**Document passage**.
The facereclib.tools.Tool constructor has the following options:

  • performs_projection: If set to True, features will be projected using the project function. With the default False, the project function will not be called at all.
  • requires_projector_training: If performs_projection is enabled, this flag specifies if the projector needs training. If True (the default), the train_projector function will be called.
  • split_training_features_by_client: If the projector training needs training images split up by client identity, please enable this flag. In this case, the train_projector function will receive a list of lists of features. If set to False (the default), the training features are given in one list.
  • use_projected_features_for_enrollment: If features are projected, by default (True) models be enrolled using the projected features. If your algorithm requires the original unprojected features to enroll the model, please set use_projected_features_for_enrollment=False.
  • requires_enroller_training: Enables the enroller training. By default (False), no enroller training is performed, i.e., the train_enroller function is not called even if you wrote it.
  • multiple_model_scoring: The way to handle scoring when models store several features. Set this parameter to None when you implement your own functionality to handle models from several features (see below).
  • multiple_probe_scoring: The way to handle scoring when models store several features. Set this parameter to None when you handle scoring with multiple probes with your own score_for_multiple_probes function (see below).

A recognition tool has to have at least three functions:

  • __init__(self, <parameters>): Initializes the face recognition algorithm with the parameters it needs. Please call the base class constructor in this constructor, e.g. as facereclib.tools.Tool.__init__(self, ...) (there are more parameters to this constructor, see above).

  • enroll(self, enroll_features) -> model: Enrolls a model from the given vector of features (this list usually contains features from several files of one subject) and returns it. The returned model should either be a numpy.ndarray or an instance of a class that defines a save(bob.io.base.HDF5File) method. If neither of the two options are appropriate, you have to define a write_model function (see below).

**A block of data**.
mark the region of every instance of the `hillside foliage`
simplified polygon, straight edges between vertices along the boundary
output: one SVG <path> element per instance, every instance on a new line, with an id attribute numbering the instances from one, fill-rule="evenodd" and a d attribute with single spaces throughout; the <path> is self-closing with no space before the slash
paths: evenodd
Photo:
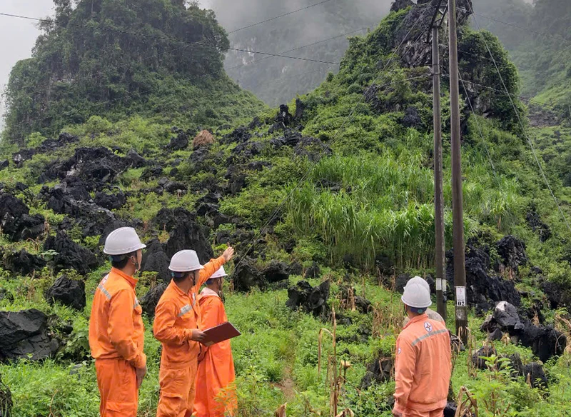
<path id="1" fill-rule="evenodd" d="M 93 12 L 92 4 L 98 5 Z M 14 396 L 14 416 L 97 415 L 98 394 L 87 326 L 94 292 L 109 268 L 101 253 L 106 231 L 118 223 L 132 225 L 149 246 L 151 242 L 168 245 L 174 238 L 186 238 L 178 232 L 186 229 L 169 230 L 165 213 L 173 217 L 169 221 L 176 222 L 185 210 L 214 253 L 232 245 L 239 256 L 234 266 L 228 266 L 231 276 L 224 289 L 228 318 L 243 333 L 232 341 L 241 417 L 271 416 L 286 403 L 287 416 L 292 417 L 331 415 L 332 393 L 338 399 L 338 411 L 350 408 L 359 417 L 391 416 L 391 372 L 383 381 L 368 385 L 363 381 L 370 368 L 394 356 L 403 319 L 397 281 L 435 273 L 429 61 L 408 66 L 393 59 L 395 32 L 415 13 L 415 7 L 391 13 L 376 29 L 352 36 L 338 73 L 328 74 L 307 94 L 290 96 L 287 108 L 278 110 L 266 109 L 226 77 L 221 54 L 228 42 L 211 12 L 166 0 L 58 2 L 56 18 L 39 40 L 34 56 L 16 66 L 11 79 L 10 117 L 16 119 L 9 119 L 7 130 L 13 144 L 3 143 L 0 150 L 0 162 L 7 160 L 7 166 L 3 163 L 0 170 L 0 195 L 19 200 L 29 208 L 30 217 L 43 219 L 43 228 L 33 238 L 21 239 L 3 230 L 0 308 L 45 312 L 60 325 L 54 327 L 54 337 L 65 343 L 54 358 L 0 364 L 2 381 Z M 163 17 L 155 19 L 156 16 Z M 216 50 L 197 48 L 196 54 L 205 54 L 202 64 L 179 66 L 173 55 L 148 67 L 139 61 L 154 41 L 138 44 L 141 41 L 125 34 L 117 45 L 131 51 L 128 61 L 138 69 L 131 74 L 118 69 L 117 64 L 123 62 L 117 58 L 123 58 L 118 51 L 118 61 L 99 66 L 99 59 L 113 60 L 110 42 L 91 39 L 106 49 L 99 55 L 98 49 L 89 47 L 91 41 L 82 37 L 86 36 L 85 28 L 72 21 L 128 26 L 139 33 L 194 34 L 197 38 L 193 39 L 198 39 L 212 36 L 218 43 Z M 203 25 L 200 30 L 196 22 Z M 101 31 L 101 36 L 110 34 Z M 428 51 L 423 49 L 424 40 L 415 42 L 416 35 L 410 47 L 428 56 L 423 55 Z M 70 43 L 76 40 L 78 44 Z M 157 41 L 153 47 L 167 46 Z M 508 94 L 514 96 L 515 110 L 502 92 L 495 66 L 482 58 L 488 47 Z M 478 278 L 492 277 L 494 283 L 512 288 L 522 315 L 534 323 L 553 326 L 549 328 L 570 340 L 571 318 L 565 308 L 571 306 L 566 303 L 571 299 L 571 231 L 538 172 L 525 134 L 537 137 L 546 178 L 560 210 L 571 218 L 571 172 L 564 152 L 571 144 L 571 131 L 525 124 L 526 108 L 517 98 L 520 84 L 516 67 L 490 32 L 463 27 L 459 48 L 460 75 L 467 87 L 460 86 L 468 254 L 487 251 L 487 263 L 478 270 Z M 81 56 L 76 56 L 79 51 Z M 443 51 L 445 63 L 445 55 Z M 52 56 L 54 60 L 49 58 Z M 77 78 L 63 86 L 54 81 L 71 74 L 91 74 L 89 69 L 81 72 L 83 65 L 95 66 L 107 78 L 101 84 Z M 208 69 L 196 66 L 200 65 Z M 443 72 L 449 250 L 450 99 Z M 53 74 L 58 75 L 54 78 Z M 111 85 L 126 91 L 143 88 L 133 81 L 139 74 L 148 77 L 145 85 L 151 82 L 156 88 L 144 100 L 129 95 L 100 111 L 91 106 L 96 100 L 70 93 L 78 89 L 97 99 L 108 99 L 105 94 L 116 94 L 109 89 Z M 121 75 L 115 80 L 113 74 Z M 26 91 L 44 82 L 53 84 L 55 95 L 40 96 L 40 107 L 26 100 L 25 94 L 19 94 L 19 86 Z M 43 108 L 41 103 L 50 106 Z M 72 117 L 64 109 L 80 113 Z M 524 119 L 523 126 L 516 111 Z M 51 116 L 41 124 L 28 126 L 26 129 L 35 131 L 29 134 L 14 130 L 18 125 L 14 124 L 20 120 L 16 119 L 26 120 L 35 113 Z M 199 126 L 211 131 L 213 143 L 197 142 L 195 149 L 191 143 Z M 57 139 L 52 138 L 59 133 Z M 105 208 L 102 196 L 111 202 Z M 60 201 L 71 209 L 61 209 Z M 522 242 L 525 263 L 502 263 L 497 243 L 507 235 Z M 46 242 L 58 236 L 69 238 L 68 246 L 77 245 L 91 253 L 96 265 L 88 267 L 80 260 L 85 273 L 61 266 L 59 261 L 69 260 L 59 259 L 59 253 L 46 248 Z M 41 266 L 24 273 L 14 259 L 27 256 Z M 276 263 L 290 273 L 277 283 L 262 282 L 243 291 L 237 288 L 239 276 L 234 269 L 241 262 L 255 276 Z M 64 273 L 85 283 L 87 306 L 81 311 L 46 300 L 47 288 Z M 314 316 L 286 306 L 286 288 L 304 278 L 310 286 L 330 283 L 325 314 Z M 157 271 L 142 272 L 136 287 L 139 298 L 160 281 Z M 549 294 L 544 291 L 553 288 Z M 453 329 L 452 291 L 447 296 L 447 325 Z M 360 309 L 357 297 L 371 303 Z M 470 303 L 470 338 L 464 350 L 455 352 L 449 399 L 455 400 L 465 387 L 480 404 L 478 415 L 484 417 L 571 413 L 569 350 L 539 364 L 547 374 L 548 388 L 514 376 L 513 369 L 502 365 L 505 358 L 498 356 L 517 354 L 527 365 L 537 363 L 535 351 L 512 343 L 505 335 L 501 341 L 489 342 L 480 328 L 485 315 L 472 307 Z M 158 396 L 160 343 L 153 337 L 152 320 L 144 317 L 149 373 L 140 391 L 141 416 L 156 413 Z M 64 334 L 62 328 L 71 333 Z M 475 368 L 473 353 L 490 343 L 497 355 L 486 358 L 482 368 Z M 332 376 L 334 371 L 338 371 L 337 380 Z"/>
<path id="2" fill-rule="evenodd" d="M 198 128 L 263 106 L 224 74 L 229 43 L 213 11 L 167 0 L 54 0 L 32 57 L 13 69 L 4 136 L 24 144 L 92 114 L 138 114 Z"/>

**Written tasks**.
1. List every option of the facereclib.tools.Tool constructor that the facereclib tool documentation names.
2. Please carry on the facereclib tool documentation from the point where it stops.

**Results**.
1. performs_projection, requires_projector_training, split_training_features_by_client, use_projected_features_for_enrollment, requires_enroller_training, multiple_model_scoring, multiple_probe_scoring

2.
  • score(self, model, probe) -> value: Computes a similarity or probability score that the given probe feature and the given model stem from the same identity.

    Note

    When you use a distance measure in your scoring function, and lower distances represents higher probabilities of having the same identity, please return the negative distance.

Additionally, your tool may need to project the features before they can be used for enrollment or recognition. In this case, simply overwrite (some of) the function(s):

  • train_projector(self, train_features, projector_file): Uses the given list of features and writes the projector_file.

    Note

    If you write this function, please assure that you use both performs_projection=True and requires_projector_training=True (for the latter, this is the default, but not for the former) during the base class constructor call in your __init__ function. If you need the training data to be sorted by clients, please use split_training_features_by_client=True as well. Please also assure that you overload the project function.

  • load_projector(self, projector_file): Loads the projector from the given file. This function is always called before the project, enroll, and score functions are executed.

  • project(self, feature) -> feature: Projects the given feature and returns the projected feature, which should either be a numpy.ndarray or an instance of a class that defines a save(bob.io.base.HDF5File) method.

    Note

    If you write this function, please assure that you use performs_projection=True during the base class constructor call in your __init__ function.

And once more, if the projected feature is not of type numpy.ndarray, overwrite the methods:

  • save_feature(feature, feature_file): Writes the feature (as returned by the project function) to file.
  • read_feature(feature_file) -> feature: Reads and returns the feature (as written by the write_feature function).

Some tools also require to train the model enroller. Again, simply overwrite the functions:

  • train_enroller(self, training_features, enroller_file): Trains the model enrollment with the list of lists of features and writes the enroller_file.

    Note

    If you write this function, please assure that you use requires_enroller_training=True during the base class constructor call in your __init__ function.

  • load_enroller(self, enroller_file): Loads the enroller from file. This function is always called before the enroll and score functions are executed.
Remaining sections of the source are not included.